— Given task —
Find every line in the material that contains the word "mushroom" and copy those lines.

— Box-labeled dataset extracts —

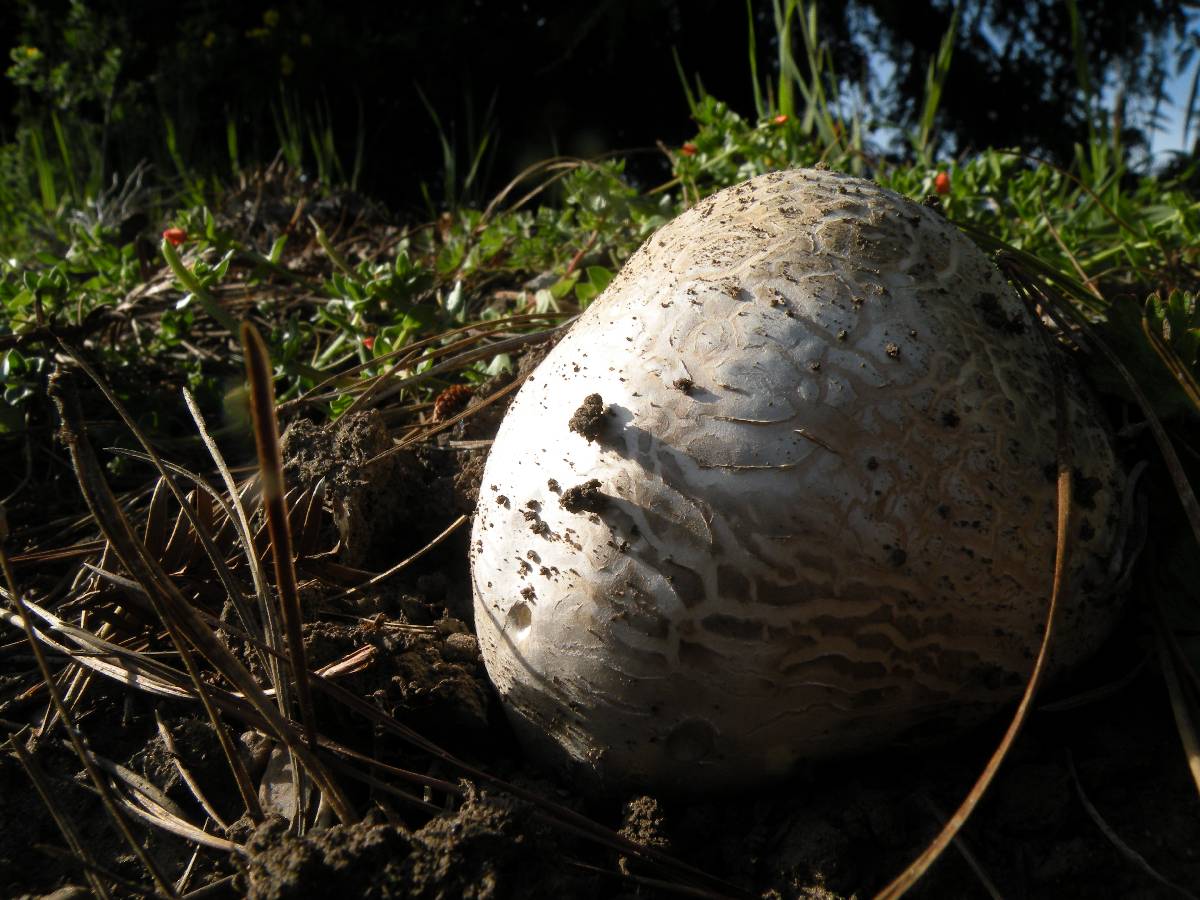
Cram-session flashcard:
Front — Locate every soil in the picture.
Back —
[0,343,1200,900]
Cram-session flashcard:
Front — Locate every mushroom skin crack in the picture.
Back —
[470,170,1124,792]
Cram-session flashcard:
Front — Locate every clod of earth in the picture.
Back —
[472,170,1124,791]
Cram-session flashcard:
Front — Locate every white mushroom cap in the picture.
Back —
[472,170,1123,790]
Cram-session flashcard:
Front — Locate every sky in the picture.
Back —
[1150,66,1196,162]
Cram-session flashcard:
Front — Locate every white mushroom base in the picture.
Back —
[472,170,1123,791]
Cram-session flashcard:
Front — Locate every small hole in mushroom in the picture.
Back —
[509,604,533,641]
[667,719,716,762]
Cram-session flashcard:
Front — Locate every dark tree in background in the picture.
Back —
[0,0,1195,210]
[844,0,1196,160]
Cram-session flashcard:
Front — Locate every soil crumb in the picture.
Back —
[558,479,608,512]
[566,394,607,444]
[240,787,596,900]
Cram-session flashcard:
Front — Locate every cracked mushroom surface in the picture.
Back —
[470,170,1124,791]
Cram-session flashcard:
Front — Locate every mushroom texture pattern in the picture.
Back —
[470,170,1124,791]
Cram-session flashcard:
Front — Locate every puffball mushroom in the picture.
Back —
[470,170,1123,791]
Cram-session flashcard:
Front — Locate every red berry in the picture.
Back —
[433,384,474,422]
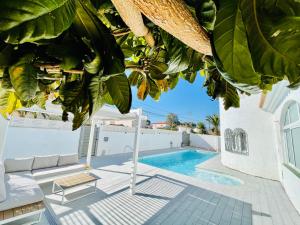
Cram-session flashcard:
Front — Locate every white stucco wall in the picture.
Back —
[220,95,279,180]
[0,116,8,160]
[190,134,221,151]
[4,119,80,158]
[273,86,300,213]
[97,126,182,155]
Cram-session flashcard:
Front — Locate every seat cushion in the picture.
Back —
[32,155,59,170]
[32,164,85,181]
[0,172,44,211]
[0,161,6,202]
[4,157,33,173]
[58,154,78,166]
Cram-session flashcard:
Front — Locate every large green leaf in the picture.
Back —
[213,0,260,91]
[240,0,300,85]
[46,33,88,70]
[59,79,90,130]
[204,67,240,110]
[160,30,189,74]
[105,74,132,113]
[89,72,107,115]
[9,55,39,101]
[74,0,125,76]
[0,0,76,44]
[0,89,22,118]
[148,61,168,80]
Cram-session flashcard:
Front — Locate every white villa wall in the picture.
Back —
[220,95,279,180]
[97,126,182,155]
[0,116,8,159]
[190,134,221,152]
[273,89,300,213]
[4,119,80,158]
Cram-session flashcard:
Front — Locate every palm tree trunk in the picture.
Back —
[127,0,212,55]
[111,0,155,47]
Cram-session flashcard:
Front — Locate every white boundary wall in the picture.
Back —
[96,126,182,156]
[0,118,80,158]
[190,134,221,152]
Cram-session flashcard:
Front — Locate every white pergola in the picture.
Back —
[20,102,142,195]
[86,106,142,195]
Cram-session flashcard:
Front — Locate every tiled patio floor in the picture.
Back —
[42,149,300,225]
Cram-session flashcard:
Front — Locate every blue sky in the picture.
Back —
[132,75,219,122]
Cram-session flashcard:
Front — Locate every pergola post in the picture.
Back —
[130,109,142,195]
[86,119,96,167]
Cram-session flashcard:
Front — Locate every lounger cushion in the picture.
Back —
[0,172,44,211]
[58,154,78,166]
[4,157,33,173]
[32,164,85,181]
[32,155,59,170]
[0,161,6,202]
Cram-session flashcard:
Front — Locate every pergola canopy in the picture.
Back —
[20,102,142,194]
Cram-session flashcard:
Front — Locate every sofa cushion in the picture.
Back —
[0,172,44,211]
[0,161,6,202]
[32,164,86,181]
[58,154,78,166]
[32,155,59,170]
[4,157,33,173]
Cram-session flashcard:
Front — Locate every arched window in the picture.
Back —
[224,128,248,155]
[283,101,300,169]
[224,128,233,152]
[234,128,248,155]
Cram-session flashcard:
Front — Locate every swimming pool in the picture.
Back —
[139,149,242,186]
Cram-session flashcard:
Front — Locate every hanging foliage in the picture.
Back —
[0,0,300,129]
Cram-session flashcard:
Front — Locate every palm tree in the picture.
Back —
[197,122,207,134]
[206,114,220,135]
[167,113,179,130]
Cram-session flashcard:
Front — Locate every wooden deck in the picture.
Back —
[42,149,300,225]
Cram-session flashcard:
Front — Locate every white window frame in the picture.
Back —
[282,101,300,171]
[224,128,249,155]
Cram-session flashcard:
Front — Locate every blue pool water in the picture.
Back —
[139,149,242,185]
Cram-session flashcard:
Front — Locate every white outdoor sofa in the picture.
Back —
[0,154,86,224]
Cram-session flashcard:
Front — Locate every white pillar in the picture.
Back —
[86,119,96,166]
[130,109,142,195]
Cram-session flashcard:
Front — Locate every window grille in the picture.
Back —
[224,128,249,155]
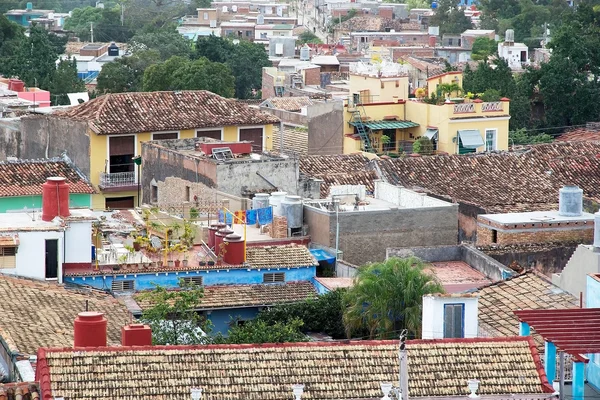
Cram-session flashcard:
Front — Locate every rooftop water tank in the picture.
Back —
[73,311,108,347]
[269,192,287,216]
[108,42,119,57]
[42,176,71,221]
[223,233,244,265]
[281,196,303,229]
[558,186,583,217]
[300,43,310,61]
[215,228,233,257]
[252,193,269,210]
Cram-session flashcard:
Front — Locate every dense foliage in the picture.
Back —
[344,257,444,339]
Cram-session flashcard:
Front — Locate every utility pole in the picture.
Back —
[398,329,408,400]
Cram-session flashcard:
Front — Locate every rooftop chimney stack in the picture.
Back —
[42,176,71,222]
[73,311,108,347]
[121,324,152,346]
[558,185,583,217]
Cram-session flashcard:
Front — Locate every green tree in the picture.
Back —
[298,30,323,44]
[214,319,308,344]
[136,279,210,345]
[429,0,473,35]
[344,257,444,339]
[144,57,235,97]
[257,289,346,339]
[196,35,271,99]
[471,36,498,61]
[129,30,192,60]
[49,59,86,105]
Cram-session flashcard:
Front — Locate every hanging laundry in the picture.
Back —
[257,207,273,225]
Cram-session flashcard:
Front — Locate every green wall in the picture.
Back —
[0,193,92,212]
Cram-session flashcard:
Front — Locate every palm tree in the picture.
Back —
[344,257,444,339]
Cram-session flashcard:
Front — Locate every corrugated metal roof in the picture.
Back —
[350,120,419,131]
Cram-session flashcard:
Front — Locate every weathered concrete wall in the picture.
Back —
[479,244,577,276]
[216,159,300,196]
[305,205,458,265]
[19,115,90,177]
[552,244,600,299]
[307,101,344,155]
[0,118,21,160]
[386,244,514,281]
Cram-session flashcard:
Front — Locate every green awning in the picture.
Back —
[350,120,419,131]
[458,129,485,149]
[423,128,438,140]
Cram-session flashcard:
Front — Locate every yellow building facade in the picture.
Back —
[343,72,510,154]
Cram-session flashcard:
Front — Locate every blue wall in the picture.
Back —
[585,275,600,390]
[64,266,316,291]
[207,307,258,335]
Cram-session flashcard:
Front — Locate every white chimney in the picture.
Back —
[421,293,479,339]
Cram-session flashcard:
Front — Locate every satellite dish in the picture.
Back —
[150,236,162,250]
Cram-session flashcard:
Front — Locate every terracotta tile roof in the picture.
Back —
[334,15,420,32]
[37,337,553,400]
[315,278,354,290]
[0,275,129,354]
[376,142,600,213]
[555,128,600,142]
[134,281,317,310]
[273,125,308,155]
[0,158,95,197]
[246,244,319,268]
[263,96,314,111]
[476,271,578,351]
[300,154,378,198]
[53,90,279,135]
[0,382,40,400]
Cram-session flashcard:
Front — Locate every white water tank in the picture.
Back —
[300,43,310,61]
[281,196,303,229]
[269,192,287,216]
[558,186,583,217]
[594,211,600,249]
[252,193,269,210]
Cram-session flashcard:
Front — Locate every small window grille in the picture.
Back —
[263,272,285,283]
[111,281,134,292]
[183,276,204,286]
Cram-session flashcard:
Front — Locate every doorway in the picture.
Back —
[46,239,58,279]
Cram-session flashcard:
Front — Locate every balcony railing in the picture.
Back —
[100,171,136,187]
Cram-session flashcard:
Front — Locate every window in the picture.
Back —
[263,272,285,283]
[183,276,204,286]
[110,280,134,292]
[152,132,179,140]
[196,129,221,140]
[444,304,465,338]
[150,185,158,203]
[485,129,496,151]
[0,247,17,268]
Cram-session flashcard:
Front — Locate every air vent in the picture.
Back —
[263,272,285,283]
[111,281,134,292]
[183,276,204,286]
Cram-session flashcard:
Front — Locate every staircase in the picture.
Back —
[352,109,375,153]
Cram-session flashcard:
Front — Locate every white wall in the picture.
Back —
[0,231,63,281]
[65,221,92,263]
[422,294,479,339]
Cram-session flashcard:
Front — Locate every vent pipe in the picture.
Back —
[558,185,583,217]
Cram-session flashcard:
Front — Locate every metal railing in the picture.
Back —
[100,171,136,187]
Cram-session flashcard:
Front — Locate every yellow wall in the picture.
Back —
[88,125,273,209]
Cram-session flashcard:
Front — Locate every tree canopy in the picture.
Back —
[344,257,444,339]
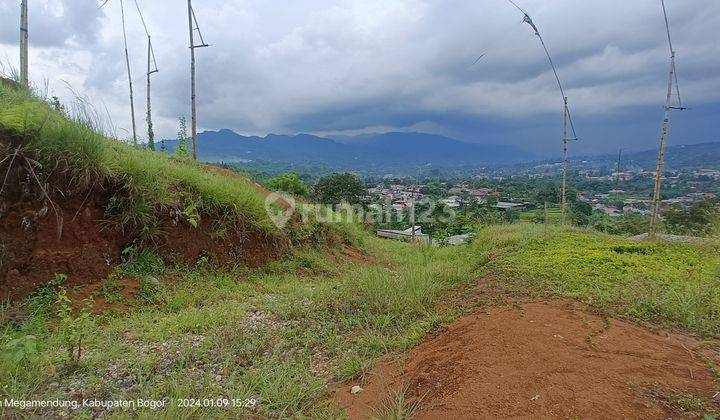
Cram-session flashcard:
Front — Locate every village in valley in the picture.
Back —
[362,161,720,244]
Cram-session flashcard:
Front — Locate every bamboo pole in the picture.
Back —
[146,35,157,151]
[648,51,675,238]
[120,0,137,147]
[561,96,568,226]
[20,0,30,87]
[188,0,197,160]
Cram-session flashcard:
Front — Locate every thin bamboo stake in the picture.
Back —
[648,0,686,239]
[146,35,157,151]
[20,0,30,87]
[188,0,209,160]
[188,0,197,160]
[120,0,137,147]
[648,52,675,238]
[561,97,568,226]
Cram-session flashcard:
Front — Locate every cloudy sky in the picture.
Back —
[0,0,720,155]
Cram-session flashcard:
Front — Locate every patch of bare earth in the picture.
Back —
[334,300,720,419]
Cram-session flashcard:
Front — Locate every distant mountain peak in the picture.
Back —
[166,129,533,169]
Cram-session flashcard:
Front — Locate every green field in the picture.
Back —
[0,224,720,418]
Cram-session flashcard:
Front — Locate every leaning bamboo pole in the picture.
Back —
[120,0,137,147]
[648,0,685,238]
[188,0,197,160]
[20,0,30,87]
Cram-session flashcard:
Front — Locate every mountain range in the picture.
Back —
[165,129,534,169]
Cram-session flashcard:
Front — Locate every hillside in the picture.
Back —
[0,80,358,300]
[165,129,532,169]
[0,224,720,418]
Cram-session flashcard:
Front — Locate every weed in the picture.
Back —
[24,274,67,315]
[376,386,427,420]
[56,289,94,365]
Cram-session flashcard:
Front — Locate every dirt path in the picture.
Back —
[334,301,720,420]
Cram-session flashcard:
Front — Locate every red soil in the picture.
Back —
[334,301,720,419]
[0,194,122,300]
[0,161,289,301]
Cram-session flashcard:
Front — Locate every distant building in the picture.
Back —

— Final result —
Front — Locate every mushroom skin crack in the picture.
Front — Locate every white mushroom cap in the picture.
Front — Locate every white mushroom base in the picture.
Front — Locate every small hole in mushroom in the picture.
Front — Locate every cracked mushroom surface in the picture.
Front — Locate every mushroom texture pattern in the picture.
Front — Locate every puffball mushroom in the picture.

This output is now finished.